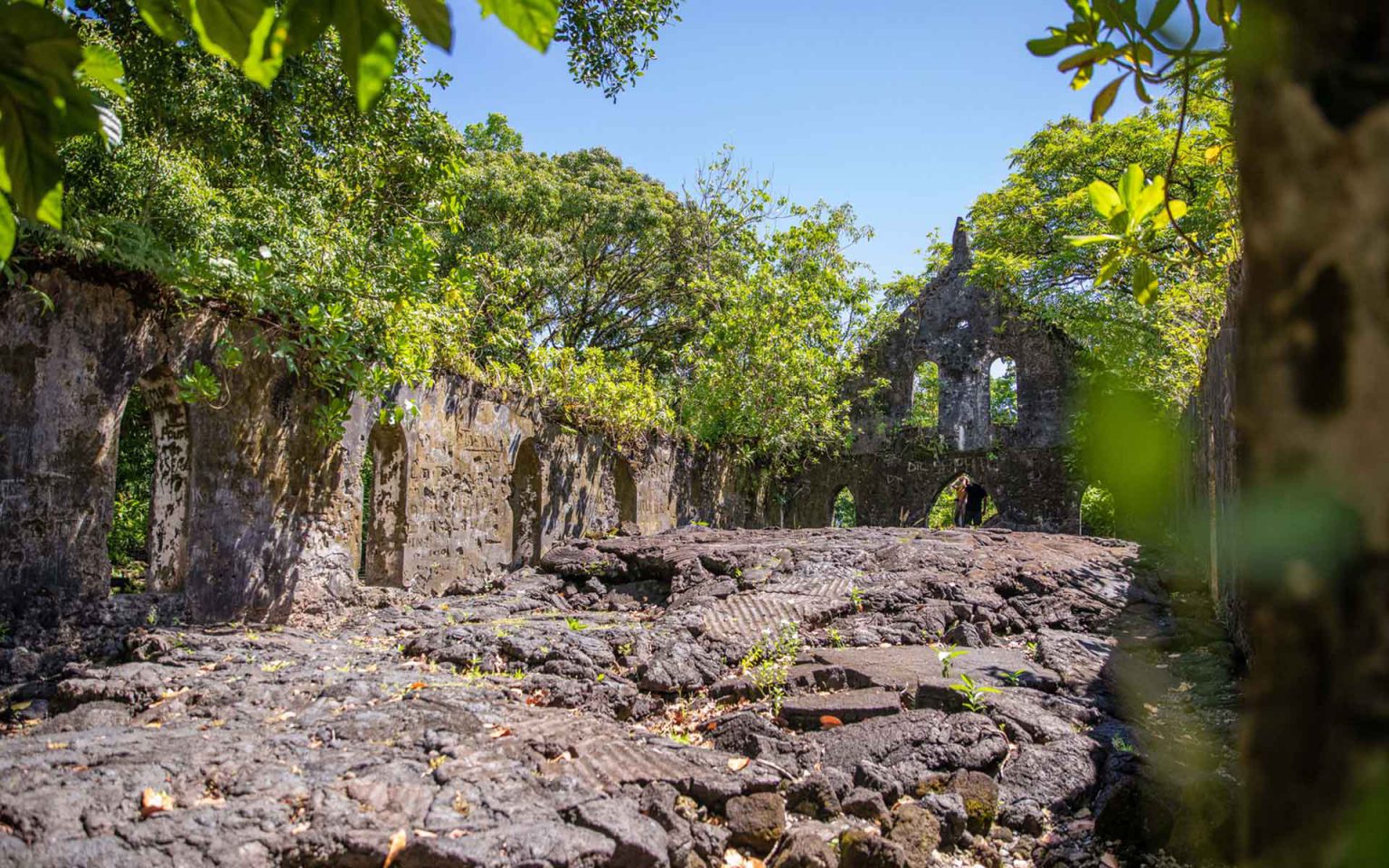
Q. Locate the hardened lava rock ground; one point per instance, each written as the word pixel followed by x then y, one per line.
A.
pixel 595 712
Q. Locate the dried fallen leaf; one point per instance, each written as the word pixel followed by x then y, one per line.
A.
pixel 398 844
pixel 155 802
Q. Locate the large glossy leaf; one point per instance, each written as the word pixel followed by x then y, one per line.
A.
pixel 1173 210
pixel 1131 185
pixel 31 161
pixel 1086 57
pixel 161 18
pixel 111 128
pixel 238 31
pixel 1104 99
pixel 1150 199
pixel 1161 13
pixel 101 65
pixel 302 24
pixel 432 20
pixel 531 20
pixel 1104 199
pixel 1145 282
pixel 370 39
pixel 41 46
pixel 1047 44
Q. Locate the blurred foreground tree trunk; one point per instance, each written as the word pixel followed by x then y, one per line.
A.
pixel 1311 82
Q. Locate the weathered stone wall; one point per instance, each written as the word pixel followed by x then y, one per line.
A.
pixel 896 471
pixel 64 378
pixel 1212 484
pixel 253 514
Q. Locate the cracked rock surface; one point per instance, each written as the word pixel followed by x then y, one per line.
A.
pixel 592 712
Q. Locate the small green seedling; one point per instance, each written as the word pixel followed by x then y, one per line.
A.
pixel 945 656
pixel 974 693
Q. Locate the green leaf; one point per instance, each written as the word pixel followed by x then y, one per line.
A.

§ What you need to do
Could you reproduce the listing above with every "Locate" swapped for "Mark" and everything else left unchanged? Omit the pictures from your answer.

§ Result
Q. Mark the hardened lava rock ground; one point per instance, each written as the word pixel followed by x then y, one per line.
A.
pixel 595 712
Q. Mark the dried fallen leaf; one point per instance, each written as the word pixel followed by x then y, one per line.
A.
pixel 398 844
pixel 155 802
Q. Mark the large glossy leaf; one point per instance, each written as the word pixel followed by x then y, one per line.
A.
pixel 1173 210
pixel 1131 185
pixel 31 161
pixel 1086 57
pixel 161 18
pixel 111 128
pixel 238 31
pixel 1104 99
pixel 1150 199
pixel 1161 13
pixel 101 65
pixel 302 24
pixel 432 20
pixel 531 20
pixel 1104 199
pixel 1145 282
pixel 370 39
pixel 41 46
pixel 1047 44
Q. Mark the blurred foreground tree trunk; one point per instance, each written as the word pixel followed by x then y, one per line.
A.
pixel 1311 82
Q. Mark the weathered stone wall; one point per instance, each written as the word pixel followed by x then y, one per line.
A.
pixel 896 471
pixel 64 378
pixel 1212 484
pixel 253 514
Q. Mark the cracked rock surface; one point per instance, each written as the word pixel followed by x then y, one per line.
A.
pixel 592 712
Q. Mark the small green seedling; one point per instance, each written as the word pixel followed by x then y, one per line.
A.
pixel 945 656
pixel 974 693
Q. Mark the green leaf; one point per instance, each written as the word pixel followed by x then y, one per line.
A.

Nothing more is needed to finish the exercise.